:: Goal ::
Copy the material below word for word, line by line, with no changes.

:: Dataset entries ::
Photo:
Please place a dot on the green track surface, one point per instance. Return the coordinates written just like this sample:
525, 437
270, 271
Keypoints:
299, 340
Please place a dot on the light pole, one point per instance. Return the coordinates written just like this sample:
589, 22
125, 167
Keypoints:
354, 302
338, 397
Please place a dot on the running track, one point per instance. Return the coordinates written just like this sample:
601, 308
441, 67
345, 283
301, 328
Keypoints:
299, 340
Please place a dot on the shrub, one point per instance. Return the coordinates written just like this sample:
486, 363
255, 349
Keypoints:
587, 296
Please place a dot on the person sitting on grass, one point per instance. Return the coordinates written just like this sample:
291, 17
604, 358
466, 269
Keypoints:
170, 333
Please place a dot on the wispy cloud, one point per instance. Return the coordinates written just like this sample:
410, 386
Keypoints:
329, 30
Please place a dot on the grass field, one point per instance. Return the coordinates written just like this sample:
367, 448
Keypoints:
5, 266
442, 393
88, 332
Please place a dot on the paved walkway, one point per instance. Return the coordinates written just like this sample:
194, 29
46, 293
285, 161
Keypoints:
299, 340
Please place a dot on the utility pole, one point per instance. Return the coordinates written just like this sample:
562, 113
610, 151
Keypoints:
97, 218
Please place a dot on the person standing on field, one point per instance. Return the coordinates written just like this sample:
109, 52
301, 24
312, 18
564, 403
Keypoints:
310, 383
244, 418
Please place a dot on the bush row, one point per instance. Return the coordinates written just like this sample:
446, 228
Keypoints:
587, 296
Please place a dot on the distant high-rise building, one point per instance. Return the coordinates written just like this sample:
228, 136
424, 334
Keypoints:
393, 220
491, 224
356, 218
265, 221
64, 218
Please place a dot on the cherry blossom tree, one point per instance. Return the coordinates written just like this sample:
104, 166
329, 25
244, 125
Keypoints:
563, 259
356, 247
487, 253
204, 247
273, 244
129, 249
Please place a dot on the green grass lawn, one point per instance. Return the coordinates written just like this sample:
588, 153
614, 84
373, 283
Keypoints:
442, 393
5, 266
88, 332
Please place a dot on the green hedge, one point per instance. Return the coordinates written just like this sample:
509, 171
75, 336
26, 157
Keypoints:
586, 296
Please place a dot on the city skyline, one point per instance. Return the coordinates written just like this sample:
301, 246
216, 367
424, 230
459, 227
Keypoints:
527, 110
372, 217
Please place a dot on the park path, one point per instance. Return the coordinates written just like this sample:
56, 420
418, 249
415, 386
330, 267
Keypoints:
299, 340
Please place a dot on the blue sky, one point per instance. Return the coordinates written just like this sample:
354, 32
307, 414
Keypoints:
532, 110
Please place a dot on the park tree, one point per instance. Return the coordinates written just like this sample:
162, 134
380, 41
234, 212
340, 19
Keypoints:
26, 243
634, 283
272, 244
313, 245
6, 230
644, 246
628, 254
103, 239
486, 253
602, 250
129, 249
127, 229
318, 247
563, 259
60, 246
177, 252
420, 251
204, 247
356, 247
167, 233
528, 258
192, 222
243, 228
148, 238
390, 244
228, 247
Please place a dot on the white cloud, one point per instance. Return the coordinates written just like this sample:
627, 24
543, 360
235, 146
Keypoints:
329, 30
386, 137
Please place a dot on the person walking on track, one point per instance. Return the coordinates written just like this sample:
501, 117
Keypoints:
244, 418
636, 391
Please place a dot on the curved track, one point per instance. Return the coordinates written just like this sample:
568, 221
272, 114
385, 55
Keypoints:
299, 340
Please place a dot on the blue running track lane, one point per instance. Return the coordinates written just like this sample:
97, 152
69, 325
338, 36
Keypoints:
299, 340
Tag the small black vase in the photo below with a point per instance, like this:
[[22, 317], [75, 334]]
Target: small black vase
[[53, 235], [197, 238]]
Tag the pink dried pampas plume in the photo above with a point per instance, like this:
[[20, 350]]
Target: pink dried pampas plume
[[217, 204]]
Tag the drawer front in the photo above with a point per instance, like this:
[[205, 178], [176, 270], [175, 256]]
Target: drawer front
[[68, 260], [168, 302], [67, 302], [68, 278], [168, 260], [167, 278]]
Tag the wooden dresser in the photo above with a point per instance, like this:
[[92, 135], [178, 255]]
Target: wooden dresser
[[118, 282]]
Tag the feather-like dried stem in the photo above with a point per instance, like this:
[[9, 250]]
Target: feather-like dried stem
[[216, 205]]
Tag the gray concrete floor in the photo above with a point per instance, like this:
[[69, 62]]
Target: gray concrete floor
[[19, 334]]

:: The result ::
Photo:
Please place a dot on the green track surface, one point per instance. Return the coordinates written just like this sample:
525, 437
270, 271
Keypoints:
299, 340
Please place a dot on the light pole, one point per instance. Return the coordinates written just like this sample:
589, 22
125, 167
Keypoints:
354, 302
338, 397
Please place a dot on the running track, one point per instance. Return the coordinates written just like this sample:
601, 308
441, 67
345, 283
301, 328
Keypoints:
299, 340
Please place a dot on the shrub, one point per instance. Return the coordinates written just like this sample:
486, 363
255, 349
Keypoints:
587, 296
Please place a dot on the person sitting on grass, one point per instance. Return the coordinates written just like this sample:
291, 17
604, 358
466, 269
Keypoints:
170, 333
Please place a dot on the wispy cloud, one point per instance. Return the coordinates written just like this sample:
410, 386
Keypoints:
329, 30
Please place a dot on the grass field, one point per instance. Return the coordinates written just like this sample:
367, 448
Keypoints:
5, 266
442, 393
88, 332
Please place a dot on the paved walkway, one point per instance. Return the coordinates written just like this sample:
194, 29
46, 293
285, 161
Keypoints:
299, 340
Please place a dot on the utility pole, one point per instance. Return the coordinates written just like this sample:
562, 113
610, 151
Keypoints:
97, 218
Please place a dot on the person standing on field, one point per instance. Return the coordinates written just like this sample:
109, 52
301, 24
312, 18
564, 403
Keypoints:
310, 383
244, 418
Please place a dot on the bush row, one point per instance. Return the coordinates written just like this sample:
446, 228
Keypoints:
587, 296
Please place a dot on the distant high-rise building, one point per instance. Return the coordinates written just like this sample:
228, 136
424, 334
Keypoints:
393, 220
491, 224
356, 218
265, 221
64, 218
Please place a dot on the cherry blossom tree, one point per instance. Return the coordinates written just like this sample:
104, 166
329, 25
244, 125
Keypoints:
563, 259
356, 247
487, 253
204, 247
273, 244
129, 249
Please place a dot on the green grass lawn, one point per instance. Return the coordinates written just like this sample:
588, 153
614, 84
373, 283
Keypoints:
442, 393
5, 266
88, 332
Please place a dot on the green hedge, one point per instance. Return the coordinates written just like this sample:
509, 171
75, 336
26, 157
Keypoints:
586, 296
Please place a dot on the city skyline, one point per instance. Return the coordinates written just like this sample:
301, 246
216, 367
424, 230
459, 227
Keypoints:
527, 110
372, 217
Please place a dot on the park path, one point per instance. Return the coordinates written just like this sample:
56, 420
418, 249
415, 386
330, 267
Keypoints:
299, 340
Please place a dot on the blue sky, one point per instance. Return the coordinates written just like this sample:
354, 32
307, 414
Keypoints:
532, 110
Please place a dot on the park tree, one point per instance. Return the coordinates written just like this sample:
162, 134
380, 41
234, 212
340, 19
Keypoints:
26, 243
634, 283
272, 244
313, 245
6, 230
644, 246
628, 254
103, 239
486, 253
602, 250
129, 249
127, 229
318, 247
563, 259
60, 246
177, 252
420, 251
204, 247
356, 247
167, 233
528, 258
192, 222
243, 228
148, 238
390, 244
228, 247
Please place a dot on the white cloud, one point per instance. Return the coordinates written just like this sample:
627, 24
543, 360
235, 146
Keypoints:
329, 30
386, 137
Please place a dot on the person walking on track, one point per instance. Return the coordinates written just like this sample:
501, 117
Keypoints:
244, 418
636, 391
Please place a dot on the curved track, one point per instance. Return the coordinates written just like this sample:
568, 221
272, 114
385, 55
Keypoints:
299, 340
Please place a dot on the blue running track lane, one point per instance. Return the coordinates written just like this sample:
97, 152
69, 325
338, 36
Keypoints:
299, 340
Tag the small black vase in the photo below with a point per instance, like this:
[[22, 317], [75, 334]]
Target: small black vase
[[53, 235], [197, 238]]
Tag the pink dried pampas plume in the photo above with a point per instance, like this:
[[20, 350]]
Target: pink dried pampas plume
[[217, 204]]
Tag the drawer front in the photo above with a point per instance, like this:
[[205, 178], [176, 270], [175, 256]]
Target: drawer front
[[68, 260], [168, 302], [67, 302], [68, 278], [168, 260], [167, 278]]
Tag the wooden dresser in the photo above with a point per instance, like this:
[[92, 135], [178, 255]]
Target: wooden dresser
[[118, 282]]
Tag the feather-like dried stem in the photo above with a point per instance, like this:
[[9, 250]]
Target: feather-like dried stem
[[216, 205]]
Tag the gray concrete floor in the photo above with a point per instance, like this:
[[69, 62]]
Target: gray concrete floor
[[19, 334]]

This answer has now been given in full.